-- START OF Provided information --
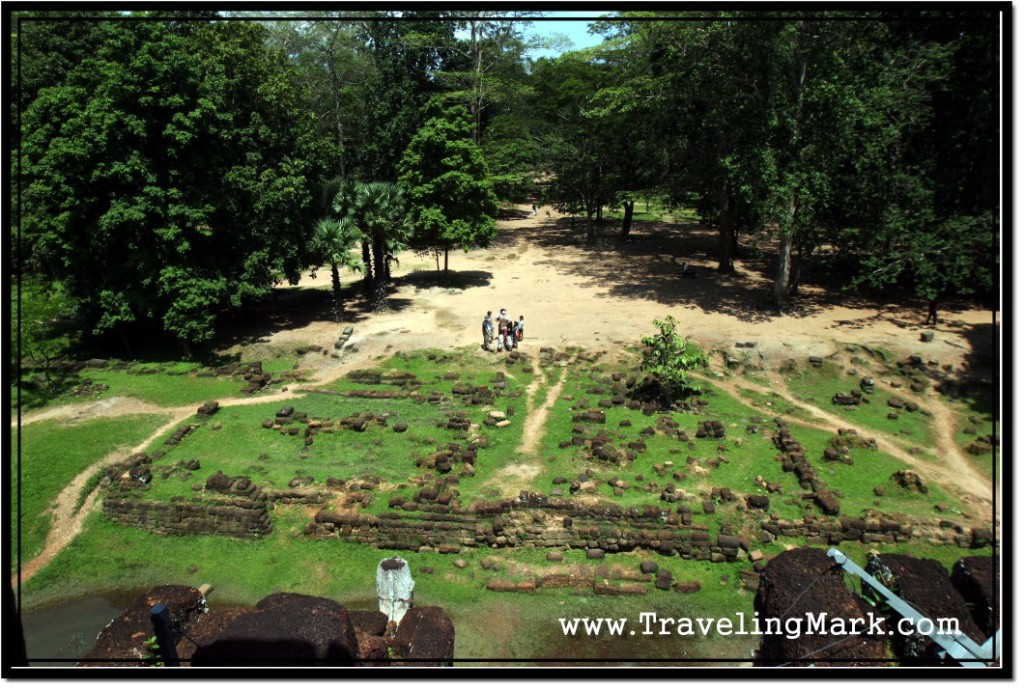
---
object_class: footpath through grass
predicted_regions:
[10,415,167,568]
[12,349,988,659]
-- END OF Provided information --
Instructions for the task |
Copy every entry above word for word, but leave out the pictures.

Answer |
---
object_class: footpath through grass
predicted_regions:
[10,415,167,568]
[12,349,988,659]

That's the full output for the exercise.